[[ THE INPUT open ]]

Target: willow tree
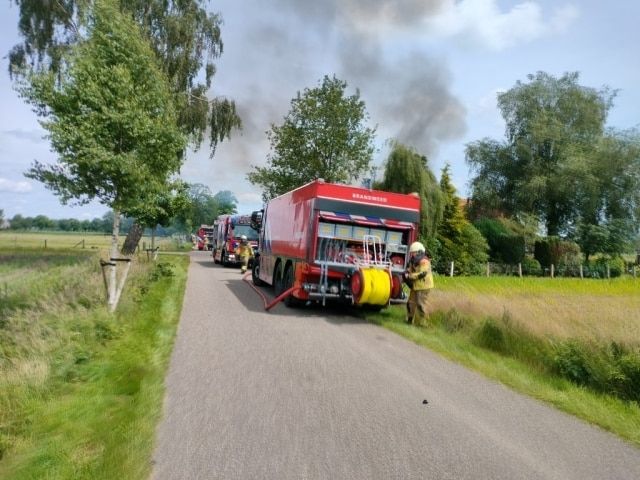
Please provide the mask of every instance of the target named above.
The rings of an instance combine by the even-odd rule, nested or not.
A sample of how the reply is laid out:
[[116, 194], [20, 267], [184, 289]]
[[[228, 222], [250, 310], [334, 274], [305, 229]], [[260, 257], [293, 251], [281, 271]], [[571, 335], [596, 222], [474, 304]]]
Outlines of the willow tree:
[[[9, 72], [27, 67], [62, 72], [66, 52], [82, 41], [96, 0], [14, 0], [22, 42], [9, 52]], [[199, 148], [209, 133], [211, 155], [216, 145], [240, 126], [235, 103], [207, 98], [216, 72], [214, 61], [223, 52], [222, 20], [207, 12], [206, 0], [115, 0], [150, 43], [176, 102], [175, 122]], [[201, 81], [203, 80], [203, 81]]]
[[384, 176], [376, 188], [398, 193], [417, 192], [420, 195], [420, 237], [432, 254], [438, 249], [436, 240], [438, 224], [444, 207], [438, 180], [429, 168], [427, 157], [415, 150], [394, 143], [387, 158]]
[[[43, 182], [63, 203], [97, 199], [113, 210], [111, 258], [118, 257], [120, 214], [165, 191], [180, 165], [185, 135], [171, 85], [148, 41], [113, 0], [98, 0], [87, 37], [65, 53], [57, 72], [27, 72], [22, 96], [41, 117], [58, 162], [35, 162], [27, 176]], [[111, 262], [108, 305], [124, 284]]]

[[ THE INPUT closed ]]

The expected output is an exact copy of the lines from the top of the data above through the line containing "222], [474, 304]]]", both included, with every picture omitted.

Target: willow tree
Please provide the mask of every instance of the target named above.
The rings of an instance combine by the even-odd rule, nested or not.
A sample of how the reply is laid out:
[[116, 194], [20, 267], [184, 289]]
[[[228, 222], [250, 310], [334, 274], [305, 229]], [[260, 257], [293, 251], [281, 271]], [[571, 335], [596, 222], [474, 304]]]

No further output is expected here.